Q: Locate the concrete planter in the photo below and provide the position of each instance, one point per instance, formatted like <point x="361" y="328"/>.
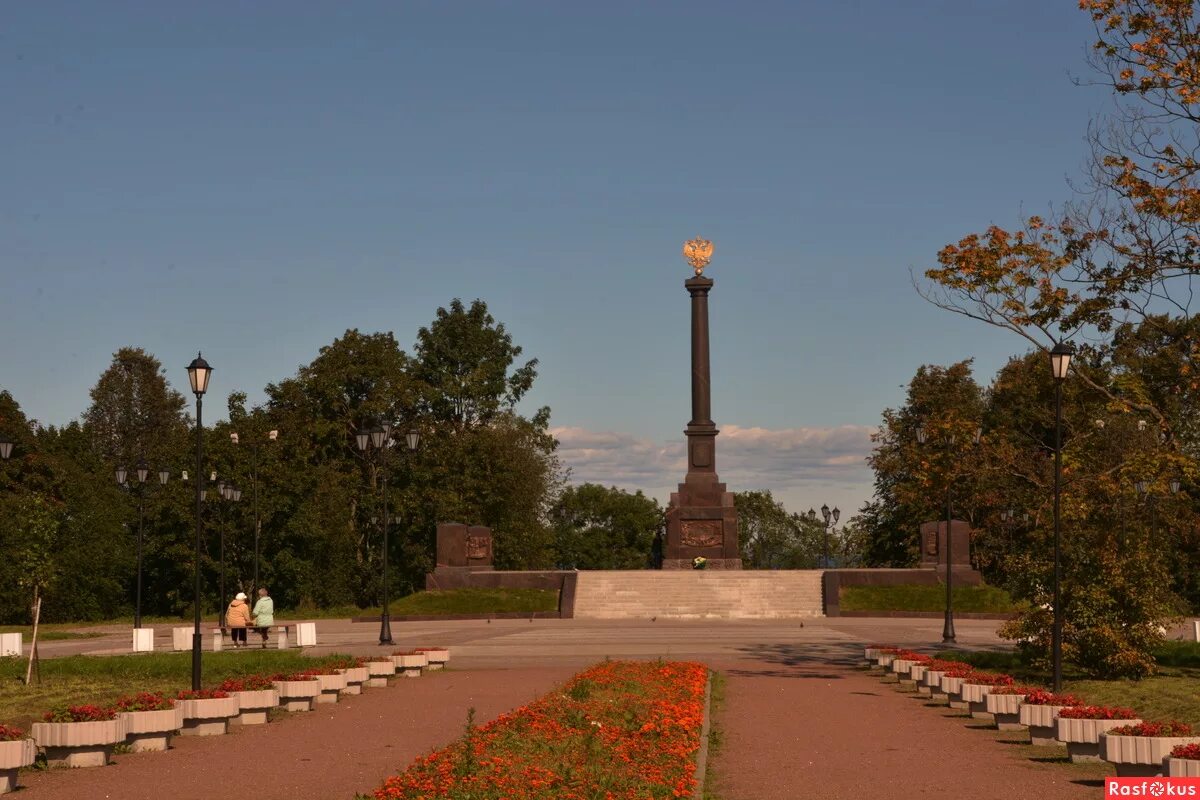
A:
<point x="209" y="717"/>
<point x="1181" y="767"/>
<point x="354" y="679"/>
<point x="379" y="671"/>
<point x="1083" y="737"/>
<point x="298" y="695"/>
<point x="411" y="666"/>
<point x="330" y="686"/>
<point x="976" y="696"/>
<point x="916" y="673"/>
<point x="953" y="689"/>
<point x="148" y="732"/>
<point x="1039" y="720"/>
<point x="78" y="744"/>
<point x="15" y="755"/>
<point x="439" y="656"/>
<point x="931" y="684"/>
<point x="253" y="705"/>
<point x="1006" y="710"/>
<point x="1140" y="756"/>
——————————
**WORK TO COMPLETE**
Word-for-word copy, no pictures: write out the entries above in full.

**RESULT OF THE EXERCISE**
Q: Locate the concrete planter in the photo below and provide the position of each instance, one point per instance, formatted like <point x="361" y="328"/>.
A:
<point x="209" y="717"/>
<point x="1181" y="767"/>
<point x="354" y="679"/>
<point x="379" y="671"/>
<point x="1083" y="737"/>
<point x="298" y="695"/>
<point x="411" y="666"/>
<point x="330" y="686"/>
<point x="976" y="696"/>
<point x="916" y="673"/>
<point x="953" y="689"/>
<point x="148" y="732"/>
<point x="1039" y="720"/>
<point x="78" y="744"/>
<point x="15" y="755"/>
<point x="439" y="656"/>
<point x="931" y="684"/>
<point x="253" y="705"/>
<point x="1006" y="710"/>
<point x="1140" y="756"/>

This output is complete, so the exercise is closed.